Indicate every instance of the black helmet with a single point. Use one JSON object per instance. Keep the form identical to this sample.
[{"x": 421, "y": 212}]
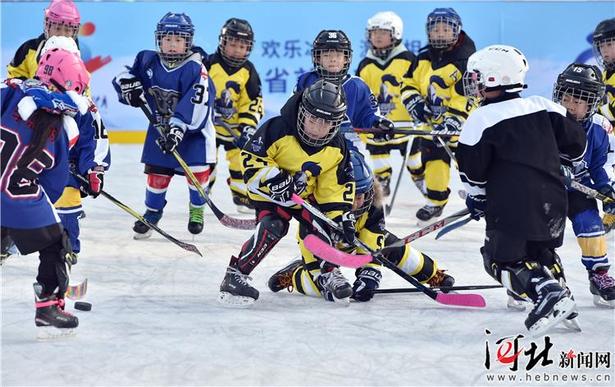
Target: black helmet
[
  {"x": 580, "y": 81},
  {"x": 236, "y": 29},
  {"x": 331, "y": 40},
  {"x": 323, "y": 103},
  {"x": 604, "y": 32}
]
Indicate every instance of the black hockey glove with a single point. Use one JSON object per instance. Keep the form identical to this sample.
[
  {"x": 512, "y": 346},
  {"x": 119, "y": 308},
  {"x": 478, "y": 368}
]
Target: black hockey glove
[
  {"x": 477, "y": 206},
  {"x": 415, "y": 105},
  {"x": 171, "y": 139},
  {"x": 95, "y": 182},
  {"x": 281, "y": 187},
  {"x": 451, "y": 126},
  {"x": 385, "y": 126},
  {"x": 368, "y": 280},
  {"x": 132, "y": 91},
  {"x": 348, "y": 223},
  {"x": 247, "y": 132}
]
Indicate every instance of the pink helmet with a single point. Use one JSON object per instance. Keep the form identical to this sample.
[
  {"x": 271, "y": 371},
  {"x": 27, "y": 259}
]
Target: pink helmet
[
  {"x": 64, "y": 70},
  {"x": 63, "y": 12}
]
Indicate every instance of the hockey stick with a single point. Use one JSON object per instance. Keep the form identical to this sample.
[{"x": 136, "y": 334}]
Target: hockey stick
[
  {"x": 469, "y": 300},
  {"x": 591, "y": 192},
  {"x": 228, "y": 221},
  {"x": 183, "y": 245},
  {"x": 428, "y": 229},
  {"x": 389, "y": 207},
  {"x": 448, "y": 289},
  {"x": 404, "y": 131}
]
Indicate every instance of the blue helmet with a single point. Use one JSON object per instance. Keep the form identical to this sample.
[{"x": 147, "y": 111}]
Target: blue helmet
[
  {"x": 364, "y": 182},
  {"x": 446, "y": 17},
  {"x": 176, "y": 24}
]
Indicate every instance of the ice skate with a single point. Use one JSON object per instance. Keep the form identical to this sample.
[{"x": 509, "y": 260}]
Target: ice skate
[
  {"x": 283, "y": 278},
  {"x": 142, "y": 231},
  {"x": 602, "y": 286},
  {"x": 335, "y": 287},
  {"x": 50, "y": 318},
  {"x": 235, "y": 289}
]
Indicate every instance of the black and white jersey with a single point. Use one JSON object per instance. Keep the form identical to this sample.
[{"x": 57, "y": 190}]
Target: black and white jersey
[{"x": 509, "y": 151}]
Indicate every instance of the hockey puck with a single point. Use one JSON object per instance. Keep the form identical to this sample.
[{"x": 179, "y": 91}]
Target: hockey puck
[{"x": 82, "y": 305}]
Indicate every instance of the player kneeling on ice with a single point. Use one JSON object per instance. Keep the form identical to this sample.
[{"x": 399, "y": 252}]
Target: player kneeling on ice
[
  {"x": 37, "y": 131},
  {"x": 173, "y": 84},
  {"x": 298, "y": 152},
  {"x": 312, "y": 276},
  {"x": 579, "y": 88},
  {"x": 509, "y": 161}
]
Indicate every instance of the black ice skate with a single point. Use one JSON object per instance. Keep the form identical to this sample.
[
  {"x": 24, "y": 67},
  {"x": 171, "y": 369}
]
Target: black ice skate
[
  {"x": 552, "y": 305},
  {"x": 335, "y": 287},
  {"x": 142, "y": 231},
  {"x": 50, "y": 316},
  {"x": 602, "y": 286},
  {"x": 235, "y": 289},
  {"x": 441, "y": 280},
  {"x": 283, "y": 278},
  {"x": 428, "y": 212},
  {"x": 244, "y": 206},
  {"x": 195, "y": 221}
]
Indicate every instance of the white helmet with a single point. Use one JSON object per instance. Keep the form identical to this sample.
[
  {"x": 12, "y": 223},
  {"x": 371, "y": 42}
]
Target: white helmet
[
  {"x": 388, "y": 21},
  {"x": 62, "y": 42},
  {"x": 497, "y": 67}
]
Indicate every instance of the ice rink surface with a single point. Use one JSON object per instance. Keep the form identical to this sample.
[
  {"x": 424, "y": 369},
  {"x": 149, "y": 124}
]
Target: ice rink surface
[{"x": 156, "y": 319}]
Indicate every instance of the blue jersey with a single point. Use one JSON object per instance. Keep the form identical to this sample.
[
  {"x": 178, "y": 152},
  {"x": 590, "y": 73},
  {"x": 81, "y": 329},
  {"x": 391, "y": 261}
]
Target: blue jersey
[
  {"x": 362, "y": 105},
  {"x": 92, "y": 148},
  {"x": 597, "y": 129},
  {"x": 28, "y": 192},
  {"x": 181, "y": 96}
]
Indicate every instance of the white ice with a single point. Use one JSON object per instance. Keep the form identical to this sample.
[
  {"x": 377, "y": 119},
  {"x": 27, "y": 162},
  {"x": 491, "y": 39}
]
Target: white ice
[{"x": 156, "y": 320}]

# # #

● **Problem to work on**
Repeat the data word for word. Skip the pictures.

● **Your solution**
Indicate every instance of the black helmet with a single point. Use one JSON object per instance. Keep the form identical to this sample.
[{"x": 421, "y": 212}]
Target: black helmet
[
  {"x": 580, "y": 81},
  {"x": 236, "y": 29},
  {"x": 331, "y": 40},
  {"x": 323, "y": 103},
  {"x": 604, "y": 32}
]
Indicate every instance of the black hockey glove with a single point. Use one JSON object per instance. Keep the form identical to this sample.
[
  {"x": 512, "y": 346},
  {"x": 119, "y": 308},
  {"x": 478, "y": 368}
]
Target: black hockey glove
[
  {"x": 477, "y": 206},
  {"x": 415, "y": 105},
  {"x": 171, "y": 139},
  {"x": 95, "y": 182},
  {"x": 281, "y": 187},
  {"x": 451, "y": 126},
  {"x": 385, "y": 126},
  {"x": 368, "y": 280},
  {"x": 132, "y": 91},
  {"x": 348, "y": 223},
  {"x": 247, "y": 132}
]
Indicate every instance of the pink helmet with a single point. Use one JSON object per instance. Keep the form identical to this sample.
[
  {"x": 271, "y": 371},
  {"x": 27, "y": 259}
]
Target: pink helmet
[
  {"x": 64, "y": 70},
  {"x": 63, "y": 12}
]
Indicate every instance of the hockey stick with a single point. Use one JSON object per instance. Keep the form identical to this sample.
[{"x": 136, "y": 334}]
Target: hockey stick
[
  {"x": 469, "y": 300},
  {"x": 591, "y": 192},
  {"x": 228, "y": 221},
  {"x": 183, "y": 245},
  {"x": 428, "y": 229},
  {"x": 389, "y": 207},
  {"x": 448, "y": 289},
  {"x": 404, "y": 131}
]
Indicate every instance of the blue helmet with a single point. Use one JSON object per instance. Keep the form identical to this sample.
[{"x": 147, "y": 111}]
Target: blue helmet
[
  {"x": 364, "y": 182},
  {"x": 446, "y": 17},
  {"x": 176, "y": 24}
]
Indicate every instance of the ice skate with a single point. Use one JSON object per instance. Keep the form identical to this sample.
[{"x": 509, "y": 260}]
Target: ice skate
[
  {"x": 283, "y": 278},
  {"x": 142, "y": 231},
  {"x": 602, "y": 286},
  {"x": 335, "y": 287},
  {"x": 50, "y": 318},
  {"x": 235, "y": 289}
]
Indicate every instance of the black and white jersey with a single point. Use one JSON object per instance. Keep the form identical to this sample.
[{"x": 57, "y": 190}]
Target: black and white jersey
[{"x": 509, "y": 151}]
Indicate every instance of the hockey puck with a single point. Use one JSON object per instance. Keep the form identical to this sample.
[{"x": 179, "y": 91}]
Target: hockey puck
[{"x": 82, "y": 305}]
Indicate every instance of the player kneeling on ice with a single point. Use one JSON object per instance. Keep the form identical to this sample.
[{"x": 399, "y": 252}]
Target: player kneeling on ice
[
  {"x": 37, "y": 131},
  {"x": 173, "y": 84},
  {"x": 298, "y": 152},
  {"x": 312, "y": 276},
  {"x": 579, "y": 88},
  {"x": 509, "y": 161}
]
Indicate every instance of the black ice skate with a single point. Use one JSON object per instance. Keep the form identical to this sample.
[
  {"x": 24, "y": 67},
  {"x": 171, "y": 369}
]
Target: black ice skate
[
  {"x": 552, "y": 305},
  {"x": 335, "y": 287},
  {"x": 142, "y": 231},
  {"x": 50, "y": 316},
  {"x": 602, "y": 286},
  {"x": 235, "y": 289},
  {"x": 441, "y": 280},
  {"x": 283, "y": 278},
  {"x": 428, "y": 212},
  {"x": 244, "y": 206},
  {"x": 195, "y": 221}
]
Indicate every instance of the white helmet with a single point. Use one JSON object per instance. Keep the form identical to this sample.
[
  {"x": 12, "y": 223},
  {"x": 371, "y": 42}
]
Target: white helmet
[
  {"x": 388, "y": 21},
  {"x": 62, "y": 42},
  {"x": 497, "y": 67}
]
Indicate every instance of the ice rink surface with a single point. Use one JSON object per instance. Keep the form identical to this sample.
[
  {"x": 424, "y": 369},
  {"x": 149, "y": 124}
]
Target: ice rink surface
[{"x": 156, "y": 319}]
Indicate every instance of the blue jersey with a single point. Use one JSON object per instance. Keep the form identical to this sample.
[
  {"x": 178, "y": 152},
  {"x": 590, "y": 73},
  {"x": 81, "y": 329},
  {"x": 391, "y": 261}
]
Target: blue jersey
[
  {"x": 362, "y": 105},
  {"x": 92, "y": 148},
  {"x": 597, "y": 129},
  {"x": 28, "y": 192},
  {"x": 181, "y": 96}
]
Indicate every instance of the white ice with a single point. Use one JSON object per instance. Keep the form identical to this sample.
[
  {"x": 377, "y": 119},
  {"x": 27, "y": 162},
  {"x": 491, "y": 39}
]
Target: white ice
[{"x": 156, "y": 320}]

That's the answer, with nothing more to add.